[Opening Supplied text section]

Why would anyone want a complete simulation, anyway?

The NY Times is touting a computer simulation of Mycoplasma genitalium, the proud possesor of the simplest known genome. It’s a rather weird article because of the combination of hype, peculiar emphases, and cluelessness about what a simulation entails, and it bugged me.

It is not a complete simulation — I don’t even know what that means. What it is is a sufficiently complex model of a real cell that it can uncover unexpected interactions between components of the genome, and that is a fine and useful thing. But as always, the first thing you should discuss in a model is the caveats and limitations, and this article does no such thing.

I’d like to know how fine-grained the model is; I get the impression it’s an approximation of interactions between molecular components based on empirically determined properties of those elements. Again, I don’t think the authors have claimed otherwise, but it’s implied by the NY Times that now we have an electronic simulation that we can plug variables into and get cures for cancer and Alzheimer’s, without ever having to dirty our hands with real cells and animals anymore.

[Closing Supplied text section]
[Opening Listed records section]

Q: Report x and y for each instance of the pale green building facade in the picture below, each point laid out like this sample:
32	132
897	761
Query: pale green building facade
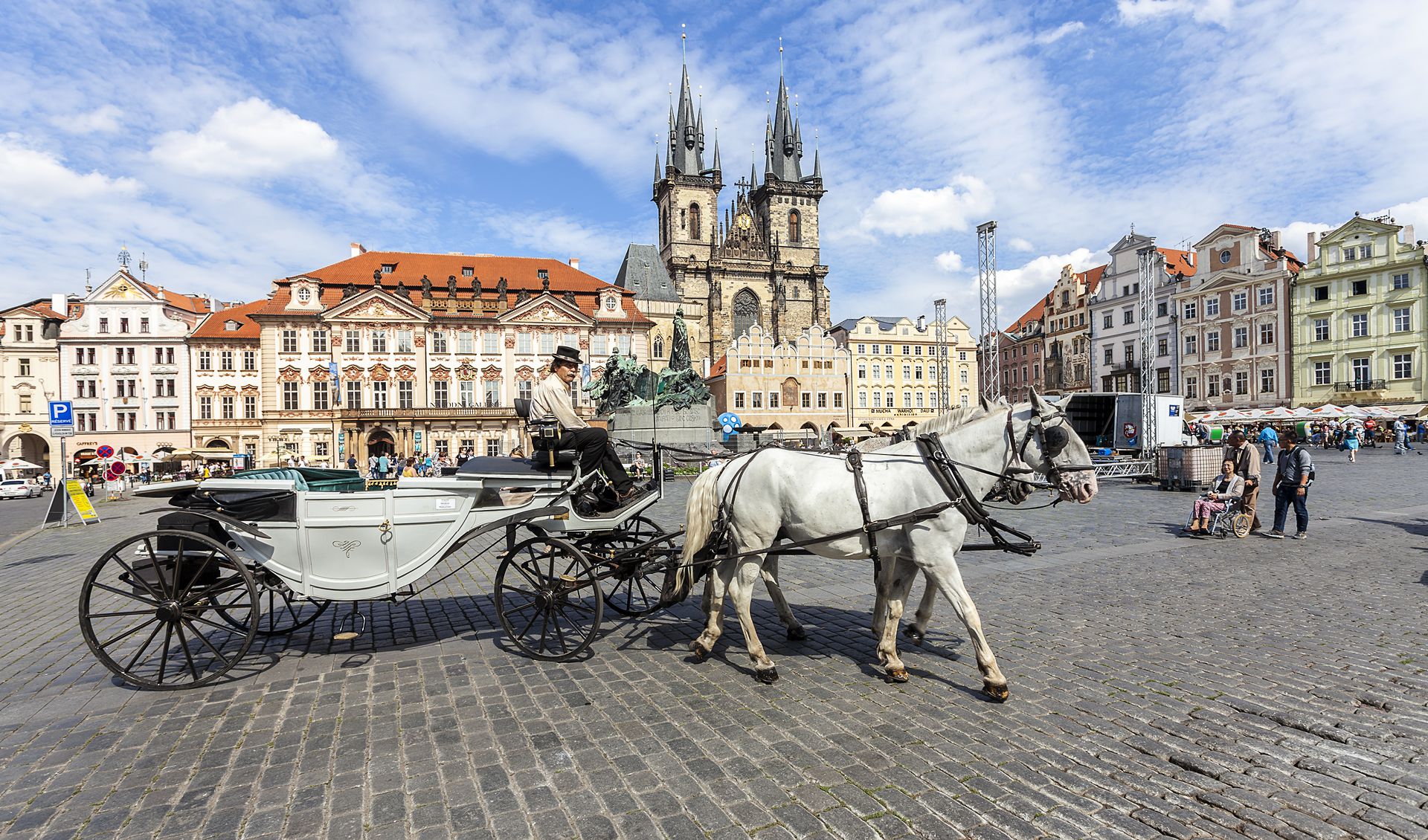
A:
1358	314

[Closing Listed records section]

### Problem 1
Answer these questions from the post on the Mycoplasma genitalium simulation.
(a) Of which organism does the NY Times article describe a computer simulation?
(b) What does the post say should be the first thing discussed in a model?
(c) Cures for which two diseases does the post say the NY Times implies the simulation could produce?
### Problem 2
Extend the post on the Mycoplasma genitalium simulation from the point where it stops.

### Output 1
(a) Mycoplasma genitalium.
(b) Its caveats and limitations.
(c) Cancer and Alzheimer's.

### Output 2
That’s nonsense. Everything in this model has to be a product of analyses of molecules from living organisms; they certainly aren’t deriving the functions and interactions of individual proteins from sequence data and first principles. We can’t do that yet! The utility of a model like this is that it might be able to generate hypotheses: upregulating gene A leads to downregulation of gene Z, a gene distantly removed from A, in the model, and therefore we get a preliminary clue about indirect ways to modulate genes of interest. The next necessary step would be to test potential drug agents in real, living cells. This model will have a huge mountain of assumptions built into it — and you can only build further on those speculations so far before it is necessary to cross-check against reality.

Also, isn’t it a bit of a leap to jump from a single-celled, parasitic organism like M. genitalium to human cancers and brain disease? Yet there it is in the second paragraph, a great big bold exaggeration.

And then there’s the really weird stuff. Some people need to step back and learn some biology.

“Right now, running a simulation for a single cell to divide only one time takes around 10 hours and generates half a gigabyte of data,” Dr. Covert wrote. “I find this fact completely fascinating, because I don’t know that anyone has ever asked how much data a living thing truly holds. We often think of the DNA as the storage medium, but clearly there is more to it than that.”

What the hell…? Look, I could (if I had the skills) generate an hourglass simulator that calculated the shape and bounciness and stickiness of every grain of sand, and stored the trajectory of each as they fell, and by storing enough data for each grain, generate even more than half a gigabyte of data. So? This doesn’t mean that an hourglass is a denser source of information than a cell. The storage requirements for the output of this program do not tell us “how much data a living thing truly holds” — that statement makes no sense.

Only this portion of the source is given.